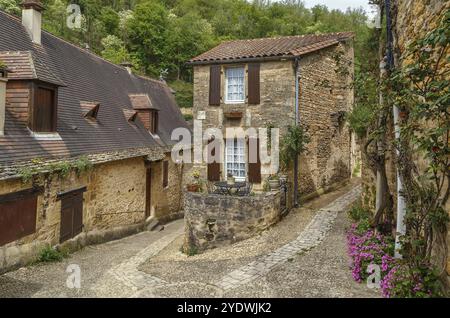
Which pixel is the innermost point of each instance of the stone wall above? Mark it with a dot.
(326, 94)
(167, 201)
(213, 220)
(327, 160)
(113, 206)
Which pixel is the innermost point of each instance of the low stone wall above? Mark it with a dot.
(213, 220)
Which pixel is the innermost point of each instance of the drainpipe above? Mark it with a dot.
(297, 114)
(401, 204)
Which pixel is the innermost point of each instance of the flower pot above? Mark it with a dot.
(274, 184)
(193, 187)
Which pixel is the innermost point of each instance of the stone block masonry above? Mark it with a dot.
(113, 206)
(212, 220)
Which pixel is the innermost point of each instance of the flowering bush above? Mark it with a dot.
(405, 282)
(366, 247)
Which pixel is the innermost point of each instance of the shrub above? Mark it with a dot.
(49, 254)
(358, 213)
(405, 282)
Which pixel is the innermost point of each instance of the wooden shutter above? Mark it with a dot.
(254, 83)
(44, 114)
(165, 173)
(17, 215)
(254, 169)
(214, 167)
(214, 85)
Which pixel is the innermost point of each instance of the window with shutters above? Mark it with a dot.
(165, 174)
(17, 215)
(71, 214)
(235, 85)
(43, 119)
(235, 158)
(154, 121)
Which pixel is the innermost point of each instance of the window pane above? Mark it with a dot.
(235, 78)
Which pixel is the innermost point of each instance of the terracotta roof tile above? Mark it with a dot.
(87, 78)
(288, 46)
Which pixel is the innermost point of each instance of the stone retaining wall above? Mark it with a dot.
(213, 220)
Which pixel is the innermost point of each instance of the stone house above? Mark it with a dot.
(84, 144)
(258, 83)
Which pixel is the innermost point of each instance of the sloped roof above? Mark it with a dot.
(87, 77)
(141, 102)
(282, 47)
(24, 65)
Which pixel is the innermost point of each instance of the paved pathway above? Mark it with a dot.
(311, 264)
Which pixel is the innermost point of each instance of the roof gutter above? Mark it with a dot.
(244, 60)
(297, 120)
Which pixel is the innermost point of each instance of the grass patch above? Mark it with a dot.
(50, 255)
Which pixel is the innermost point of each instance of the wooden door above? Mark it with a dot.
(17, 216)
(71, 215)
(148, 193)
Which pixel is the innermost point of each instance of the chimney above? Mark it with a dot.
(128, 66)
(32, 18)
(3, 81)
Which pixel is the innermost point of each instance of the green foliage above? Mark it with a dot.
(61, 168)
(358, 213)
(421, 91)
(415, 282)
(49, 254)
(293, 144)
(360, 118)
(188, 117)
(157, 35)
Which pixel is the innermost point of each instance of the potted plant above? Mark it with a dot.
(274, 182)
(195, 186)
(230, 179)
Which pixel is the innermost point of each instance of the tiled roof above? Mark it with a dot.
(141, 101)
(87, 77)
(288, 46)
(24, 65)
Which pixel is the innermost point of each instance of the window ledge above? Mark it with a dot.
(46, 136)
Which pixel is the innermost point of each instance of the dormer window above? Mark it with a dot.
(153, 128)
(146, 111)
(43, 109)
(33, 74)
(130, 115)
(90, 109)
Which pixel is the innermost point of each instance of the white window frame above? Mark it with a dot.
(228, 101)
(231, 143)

* * *

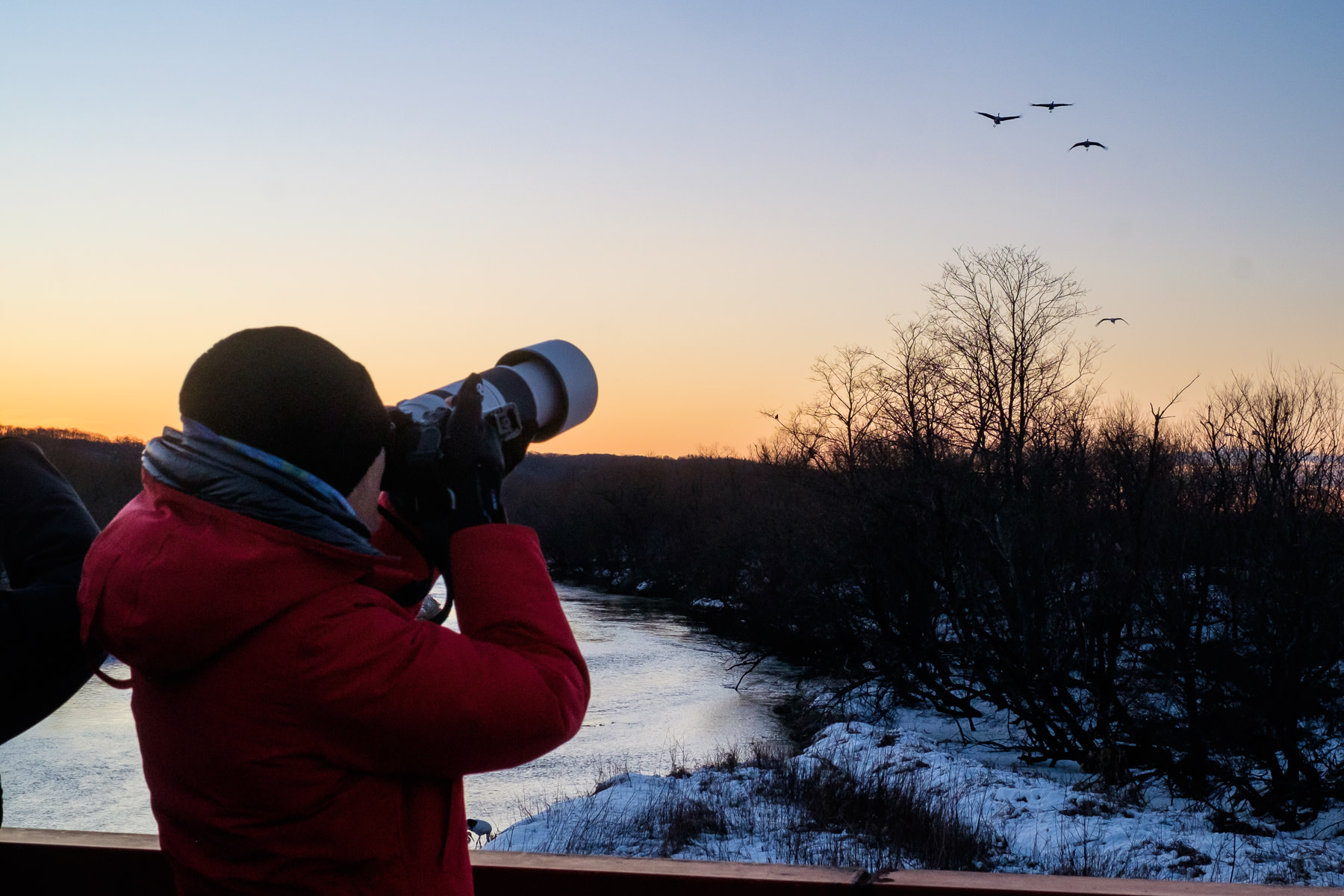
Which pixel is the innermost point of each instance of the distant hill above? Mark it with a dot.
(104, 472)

**What is expected:** List every line of the material above that contains the string "wooden". Case counts.

**Exercise solution:**
Which pixel is the innermost point of each instance of the wooden shutter above? Mark it with a dot.
Which pixel is the innermost point of each instance of the wooden door above? Mark it with a dot.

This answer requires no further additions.